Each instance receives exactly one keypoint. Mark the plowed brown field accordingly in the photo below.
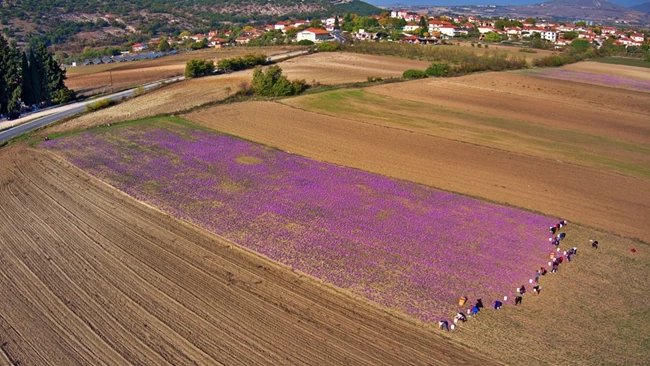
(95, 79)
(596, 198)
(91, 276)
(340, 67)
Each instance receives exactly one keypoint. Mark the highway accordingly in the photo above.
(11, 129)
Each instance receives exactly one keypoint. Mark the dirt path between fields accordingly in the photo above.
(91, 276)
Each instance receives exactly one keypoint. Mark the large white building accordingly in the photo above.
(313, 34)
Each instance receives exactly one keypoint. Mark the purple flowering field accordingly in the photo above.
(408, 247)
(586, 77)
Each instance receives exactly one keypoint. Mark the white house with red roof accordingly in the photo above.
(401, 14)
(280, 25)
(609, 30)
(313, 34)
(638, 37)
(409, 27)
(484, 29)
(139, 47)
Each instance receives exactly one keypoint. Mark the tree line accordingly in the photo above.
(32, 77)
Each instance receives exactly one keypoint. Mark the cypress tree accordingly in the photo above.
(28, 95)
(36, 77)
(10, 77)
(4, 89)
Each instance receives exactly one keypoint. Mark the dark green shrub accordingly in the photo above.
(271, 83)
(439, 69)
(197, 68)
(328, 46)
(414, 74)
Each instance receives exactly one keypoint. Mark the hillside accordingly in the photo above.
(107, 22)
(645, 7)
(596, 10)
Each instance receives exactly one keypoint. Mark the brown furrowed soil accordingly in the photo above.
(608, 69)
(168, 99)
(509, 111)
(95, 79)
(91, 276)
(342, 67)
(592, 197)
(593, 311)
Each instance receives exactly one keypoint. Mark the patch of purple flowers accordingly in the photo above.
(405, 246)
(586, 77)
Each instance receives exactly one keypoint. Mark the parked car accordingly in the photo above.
──────────
WHAT YOU HAVE TO DO: Give the listing above again word for word, without its pictures.

YOUR RESPONSE:
Each instance receives exactly one keypoint. Mark the plowed brown field accordingly in the photo below.
(95, 79)
(596, 198)
(91, 276)
(340, 67)
Each instance receives exactly one keypoint. Mark the highway accordingly in the photo above.
(11, 129)
Each instance receives exactly one keypoint. Mark the dirt path between fields accordingly in the photo above.
(91, 276)
Each instance receives exactly one keypoint. Mark the large white building accordingly in the photo above.
(313, 34)
Each instance receives exactly one keypoint. Mark the purple flowering field accordingly in the photo above.
(408, 247)
(586, 77)
Each instance receives exactly one keypoint. Mark the white house with red roof accordingly in the photo above.
(401, 14)
(280, 25)
(609, 30)
(313, 34)
(638, 37)
(409, 27)
(484, 29)
(139, 47)
Each instance receives exactly one keypoint. Mark the tree line accordingly in the photo above.
(32, 77)
Each instance receives exactly one keypoint. Mark the cypress tree accordingly in the photo above.
(28, 95)
(36, 77)
(10, 77)
(4, 89)
Each instance receives exactly one keypoint. Mark the dark green shrub accordingly in the photo above.
(271, 83)
(439, 69)
(197, 68)
(328, 46)
(414, 74)
Each instance receives exactly one keypoint. Mark the hillside accordingly in the photo above.
(107, 22)
(645, 7)
(596, 10)
Each instance receives exactly one keypoint. Mark the brown furrowed soil accordingly in the photo above.
(608, 69)
(168, 99)
(509, 111)
(95, 79)
(91, 276)
(342, 67)
(592, 197)
(593, 311)
Each instance receives exactly one keypoint. Mark the patch of purple flowers accordingly in the photo above.
(405, 246)
(586, 77)
Each instance receives exactly one keypoint. Mark the parked car accordingly in the photo above.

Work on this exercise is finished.